* SHORT EXERCISE
Could you reproduce the listing from the line containing "of the stacked" through the line containing "731L22 960L260 960L53", swapping "stacked crates" for "wooden crates" and leaving everything else unchanged?

** BEGIN **

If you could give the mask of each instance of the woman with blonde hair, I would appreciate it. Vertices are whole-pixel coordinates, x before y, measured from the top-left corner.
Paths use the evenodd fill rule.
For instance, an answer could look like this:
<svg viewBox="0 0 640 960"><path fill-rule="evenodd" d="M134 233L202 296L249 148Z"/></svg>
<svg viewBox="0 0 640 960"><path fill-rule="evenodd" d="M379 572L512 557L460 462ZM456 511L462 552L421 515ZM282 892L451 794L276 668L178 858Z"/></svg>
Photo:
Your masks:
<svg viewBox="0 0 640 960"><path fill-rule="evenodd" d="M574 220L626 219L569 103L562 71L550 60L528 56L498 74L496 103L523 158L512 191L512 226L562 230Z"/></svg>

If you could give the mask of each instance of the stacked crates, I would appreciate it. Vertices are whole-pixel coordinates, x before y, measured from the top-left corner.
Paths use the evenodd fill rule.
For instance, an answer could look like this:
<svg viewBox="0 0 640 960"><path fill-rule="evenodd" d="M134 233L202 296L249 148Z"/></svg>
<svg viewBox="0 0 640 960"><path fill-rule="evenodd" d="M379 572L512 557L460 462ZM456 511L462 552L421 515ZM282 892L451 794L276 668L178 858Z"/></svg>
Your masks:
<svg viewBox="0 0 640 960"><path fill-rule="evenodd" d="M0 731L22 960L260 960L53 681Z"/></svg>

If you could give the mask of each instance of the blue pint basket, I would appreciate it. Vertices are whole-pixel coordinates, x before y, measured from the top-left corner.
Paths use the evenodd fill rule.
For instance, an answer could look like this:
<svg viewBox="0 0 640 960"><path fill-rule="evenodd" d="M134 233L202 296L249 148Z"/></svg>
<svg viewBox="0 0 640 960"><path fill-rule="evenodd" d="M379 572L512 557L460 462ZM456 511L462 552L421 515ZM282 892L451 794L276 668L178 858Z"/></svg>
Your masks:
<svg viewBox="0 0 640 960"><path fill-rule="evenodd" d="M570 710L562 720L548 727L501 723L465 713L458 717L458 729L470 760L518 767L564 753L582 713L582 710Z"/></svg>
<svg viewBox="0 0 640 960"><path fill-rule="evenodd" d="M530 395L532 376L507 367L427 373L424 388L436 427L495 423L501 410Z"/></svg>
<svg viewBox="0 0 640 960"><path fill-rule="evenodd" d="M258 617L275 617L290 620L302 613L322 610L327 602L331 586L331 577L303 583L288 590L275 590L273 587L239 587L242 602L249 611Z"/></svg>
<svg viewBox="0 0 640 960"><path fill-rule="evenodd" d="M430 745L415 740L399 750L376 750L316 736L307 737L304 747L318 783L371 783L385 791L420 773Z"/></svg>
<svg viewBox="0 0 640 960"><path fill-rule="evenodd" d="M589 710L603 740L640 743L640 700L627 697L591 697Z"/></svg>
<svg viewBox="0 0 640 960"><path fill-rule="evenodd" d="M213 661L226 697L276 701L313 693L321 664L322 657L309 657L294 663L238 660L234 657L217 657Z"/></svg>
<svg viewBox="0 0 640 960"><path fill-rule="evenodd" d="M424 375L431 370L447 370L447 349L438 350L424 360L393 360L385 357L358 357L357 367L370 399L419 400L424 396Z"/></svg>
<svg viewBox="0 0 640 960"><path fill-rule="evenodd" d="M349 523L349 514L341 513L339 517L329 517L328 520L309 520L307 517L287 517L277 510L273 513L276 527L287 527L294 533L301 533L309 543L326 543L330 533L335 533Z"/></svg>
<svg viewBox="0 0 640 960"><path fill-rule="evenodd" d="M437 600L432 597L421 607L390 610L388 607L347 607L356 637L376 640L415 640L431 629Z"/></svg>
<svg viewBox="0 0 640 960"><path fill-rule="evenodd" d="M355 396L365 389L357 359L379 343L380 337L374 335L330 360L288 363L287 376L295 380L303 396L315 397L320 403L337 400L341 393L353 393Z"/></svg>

** END **

* FULL ANSWER
If you could give the mask of each instance of the wooden crates, I would appreciate it. Vertices are whole-pixel coordinates, x before y, measured from the top-left corner.
Paths use the evenodd fill rule.
For instance, an answer could look like this:
<svg viewBox="0 0 640 960"><path fill-rule="evenodd" d="M134 233L202 296L249 148Z"/></svg>
<svg viewBox="0 0 640 960"><path fill-rule="evenodd" d="M379 572L512 557L460 462ZM456 511L462 552L421 515ZM282 892L451 794L276 668L178 858Z"/></svg>
Your masks:
<svg viewBox="0 0 640 960"><path fill-rule="evenodd" d="M0 731L22 960L260 960L53 681Z"/></svg>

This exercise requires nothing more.